_REQUIREMENT_
Output as a JSON list of strings everything in the data from the line containing "Please drop a marker on the bride's flower" down to the end, one string per line and with blank lines omitted.

_RECORDS SUPPLIED_
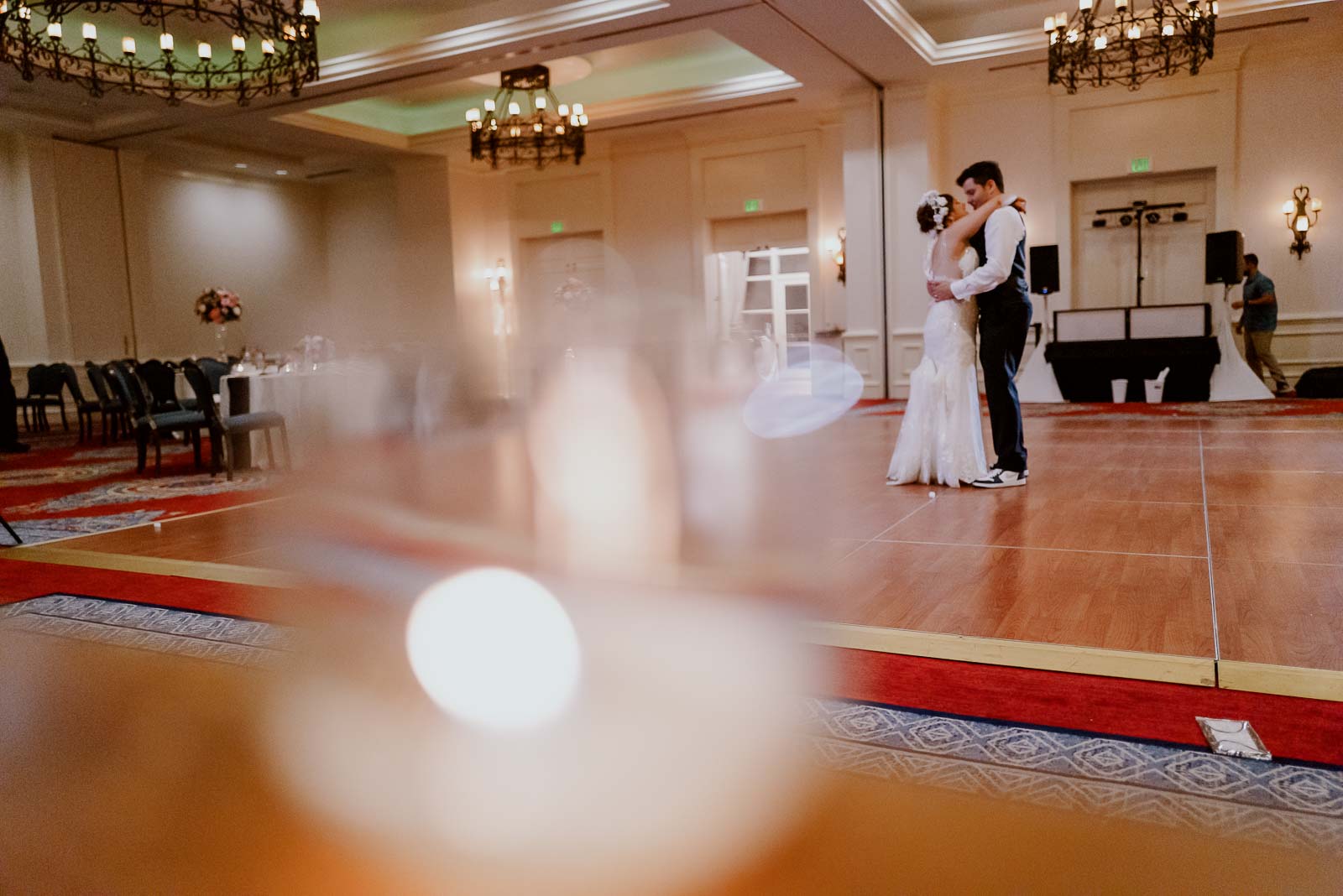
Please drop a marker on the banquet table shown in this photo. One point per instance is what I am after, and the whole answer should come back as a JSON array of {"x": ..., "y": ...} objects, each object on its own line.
[{"x": 317, "y": 405}]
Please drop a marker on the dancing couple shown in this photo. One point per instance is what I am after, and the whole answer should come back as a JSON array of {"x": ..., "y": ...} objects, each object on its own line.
[{"x": 975, "y": 267}]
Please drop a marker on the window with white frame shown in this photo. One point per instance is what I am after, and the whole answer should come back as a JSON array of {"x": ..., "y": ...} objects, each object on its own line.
[{"x": 778, "y": 302}]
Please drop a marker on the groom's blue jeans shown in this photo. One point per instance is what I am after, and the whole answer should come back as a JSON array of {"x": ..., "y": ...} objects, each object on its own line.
[{"x": 1004, "y": 325}]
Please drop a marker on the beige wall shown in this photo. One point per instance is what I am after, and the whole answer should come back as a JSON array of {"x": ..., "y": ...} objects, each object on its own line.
[
  {"x": 1252, "y": 118},
  {"x": 653, "y": 199}
]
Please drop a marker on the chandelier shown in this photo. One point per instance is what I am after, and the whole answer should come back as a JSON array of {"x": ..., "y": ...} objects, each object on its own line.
[
  {"x": 1130, "y": 47},
  {"x": 273, "y": 46},
  {"x": 530, "y": 129}
]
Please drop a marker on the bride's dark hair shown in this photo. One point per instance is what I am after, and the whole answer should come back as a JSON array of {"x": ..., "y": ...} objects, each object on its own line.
[{"x": 926, "y": 215}]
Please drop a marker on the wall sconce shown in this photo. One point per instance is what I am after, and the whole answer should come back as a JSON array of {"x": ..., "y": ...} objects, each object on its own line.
[
  {"x": 836, "y": 246},
  {"x": 1302, "y": 215},
  {"x": 501, "y": 320}
]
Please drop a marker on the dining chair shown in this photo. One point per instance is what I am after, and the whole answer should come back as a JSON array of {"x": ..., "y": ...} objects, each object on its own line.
[
  {"x": 85, "y": 409},
  {"x": 161, "y": 383},
  {"x": 149, "y": 425},
  {"x": 222, "y": 428},
  {"x": 44, "y": 388},
  {"x": 113, "y": 409}
]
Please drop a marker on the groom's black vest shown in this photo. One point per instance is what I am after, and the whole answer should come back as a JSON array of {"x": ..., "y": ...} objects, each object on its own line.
[{"x": 1014, "y": 289}]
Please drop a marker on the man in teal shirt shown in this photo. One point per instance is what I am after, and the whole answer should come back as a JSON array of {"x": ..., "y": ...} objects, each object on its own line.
[{"x": 1259, "y": 320}]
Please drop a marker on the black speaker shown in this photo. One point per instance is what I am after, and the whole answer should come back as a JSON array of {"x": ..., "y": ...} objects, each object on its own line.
[
  {"x": 1224, "y": 258},
  {"x": 1044, "y": 268}
]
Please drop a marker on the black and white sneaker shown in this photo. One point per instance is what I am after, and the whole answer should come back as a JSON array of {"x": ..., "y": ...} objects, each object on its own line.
[{"x": 1001, "y": 479}]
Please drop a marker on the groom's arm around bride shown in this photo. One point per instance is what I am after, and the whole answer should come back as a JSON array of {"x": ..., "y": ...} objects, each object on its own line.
[{"x": 1004, "y": 317}]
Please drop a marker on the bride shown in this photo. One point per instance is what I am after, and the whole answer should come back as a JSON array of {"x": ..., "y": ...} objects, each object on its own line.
[{"x": 940, "y": 439}]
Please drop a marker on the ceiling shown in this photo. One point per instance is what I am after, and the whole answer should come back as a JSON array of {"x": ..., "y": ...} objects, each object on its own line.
[
  {"x": 396, "y": 73},
  {"x": 678, "y": 62}
]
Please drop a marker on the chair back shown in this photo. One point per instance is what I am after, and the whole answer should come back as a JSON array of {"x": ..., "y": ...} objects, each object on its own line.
[
  {"x": 161, "y": 383},
  {"x": 98, "y": 380},
  {"x": 129, "y": 389},
  {"x": 39, "y": 381},
  {"x": 71, "y": 380},
  {"x": 199, "y": 383},
  {"x": 214, "y": 371}
]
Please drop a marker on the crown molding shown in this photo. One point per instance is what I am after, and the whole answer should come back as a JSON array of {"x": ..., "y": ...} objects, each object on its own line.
[
  {"x": 483, "y": 36},
  {"x": 1002, "y": 44}
]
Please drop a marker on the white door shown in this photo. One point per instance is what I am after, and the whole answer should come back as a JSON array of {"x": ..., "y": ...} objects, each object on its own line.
[
  {"x": 778, "y": 305},
  {"x": 1105, "y": 258}
]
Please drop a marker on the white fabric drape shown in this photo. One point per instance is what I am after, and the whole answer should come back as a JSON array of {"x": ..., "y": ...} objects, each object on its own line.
[
  {"x": 731, "y": 270},
  {"x": 1232, "y": 378}
]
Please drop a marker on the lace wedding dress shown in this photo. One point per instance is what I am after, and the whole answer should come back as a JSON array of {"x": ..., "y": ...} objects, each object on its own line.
[{"x": 940, "y": 438}]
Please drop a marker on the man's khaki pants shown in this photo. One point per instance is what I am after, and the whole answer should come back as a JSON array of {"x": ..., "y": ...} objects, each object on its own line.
[{"x": 1259, "y": 353}]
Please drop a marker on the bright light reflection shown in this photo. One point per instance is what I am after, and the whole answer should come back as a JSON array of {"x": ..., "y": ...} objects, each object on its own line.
[{"x": 494, "y": 649}]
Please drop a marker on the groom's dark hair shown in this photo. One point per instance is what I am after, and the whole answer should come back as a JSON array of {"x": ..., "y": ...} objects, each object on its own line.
[{"x": 982, "y": 174}]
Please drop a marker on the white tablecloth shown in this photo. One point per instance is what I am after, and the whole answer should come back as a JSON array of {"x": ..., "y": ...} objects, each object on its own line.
[{"x": 317, "y": 405}]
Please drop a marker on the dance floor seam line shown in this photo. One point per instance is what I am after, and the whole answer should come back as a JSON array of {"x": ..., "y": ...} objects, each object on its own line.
[
  {"x": 1208, "y": 535},
  {"x": 1031, "y": 548}
]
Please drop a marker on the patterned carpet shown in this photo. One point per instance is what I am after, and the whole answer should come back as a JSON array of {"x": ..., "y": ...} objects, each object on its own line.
[
  {"x": 62, "y": 488},
  {"x": 1193, "y": 411},
  {"x": 1175, "y": 786},
  {"x": 1266, "y": 801}
]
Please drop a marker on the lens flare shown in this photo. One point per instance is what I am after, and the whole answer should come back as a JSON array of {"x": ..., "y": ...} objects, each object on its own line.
[{"x": 494, "y": 649}]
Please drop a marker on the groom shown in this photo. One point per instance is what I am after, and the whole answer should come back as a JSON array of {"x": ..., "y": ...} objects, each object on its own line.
[{"x": 1004, "y": 317}]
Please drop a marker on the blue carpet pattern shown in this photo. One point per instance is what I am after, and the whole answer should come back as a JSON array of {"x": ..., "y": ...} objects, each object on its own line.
[{"x": 1166, "y": 785}]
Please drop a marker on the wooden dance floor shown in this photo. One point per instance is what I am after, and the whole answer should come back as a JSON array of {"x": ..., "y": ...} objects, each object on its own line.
[{"x": 1202, "y": 550}]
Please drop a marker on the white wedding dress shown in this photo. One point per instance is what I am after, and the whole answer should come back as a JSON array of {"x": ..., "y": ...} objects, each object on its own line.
[{"x": 940, "y": 438}]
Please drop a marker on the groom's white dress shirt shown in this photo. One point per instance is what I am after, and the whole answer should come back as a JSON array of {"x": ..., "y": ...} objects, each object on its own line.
[{"x": 1002, "y": 233}]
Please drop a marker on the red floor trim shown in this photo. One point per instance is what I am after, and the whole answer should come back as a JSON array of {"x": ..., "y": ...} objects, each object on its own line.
[{"x": 1291, "y": 727}]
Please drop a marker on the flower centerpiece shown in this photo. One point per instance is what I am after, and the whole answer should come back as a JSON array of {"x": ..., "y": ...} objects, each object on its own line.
[{"x": 219, "y": 306}]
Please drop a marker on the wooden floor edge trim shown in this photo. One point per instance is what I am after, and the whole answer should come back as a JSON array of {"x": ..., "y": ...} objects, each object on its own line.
[
  {"x": 27, "y": 546},
  {"x": 1032, "y": 655},
  {"x": 156, "y": 566},
  {"x": 1287, "y": 680}
]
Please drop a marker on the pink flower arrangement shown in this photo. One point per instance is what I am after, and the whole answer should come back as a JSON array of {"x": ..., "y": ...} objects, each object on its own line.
[{"x": 219, "y": 306}]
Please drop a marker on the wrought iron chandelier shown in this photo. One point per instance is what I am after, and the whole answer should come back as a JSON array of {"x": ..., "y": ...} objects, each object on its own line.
[
  {"x": 1130, "y": 47},
  {"x": 273, "y": 46},
  {"x": 532, "y": 129}
]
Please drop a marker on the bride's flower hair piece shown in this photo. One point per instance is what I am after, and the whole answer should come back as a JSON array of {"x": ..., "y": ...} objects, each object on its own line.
[{"x": 933, "y": 211}]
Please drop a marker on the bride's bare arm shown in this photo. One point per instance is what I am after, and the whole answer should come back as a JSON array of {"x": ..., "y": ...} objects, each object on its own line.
[{"x": 962, "y": 230}]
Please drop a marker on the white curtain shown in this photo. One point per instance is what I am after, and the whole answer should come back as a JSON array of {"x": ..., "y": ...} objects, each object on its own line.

_SOLUTION BELOW_
[
  "Please drop a marker on the bride's flower hair piece shown in this photo. One point per instance is what I am after, and the whole answer should come back as a JSON array of {\"x\": ..., \"y\": ...} objects, each object on its own line.",
  "[{\"x\": 933, \"y\": 211}]",
  "Please drop a marker on the bride's bare arm shown in this photo. One point per instance is what I am after, and the whole answer should come back as a JSON array of {\"x\": ..., \"y\": ...} objects, each object on its own line.",
  "[{\"x\": 962, \"y\": 230}]",
  "Please drop a marker on the white curtain shown in this photo. One point per instance is what I am after, and the whole answer should come back as a JSON array of {\"x\": ..., \"y\": ...} objects, each object on its own line."
]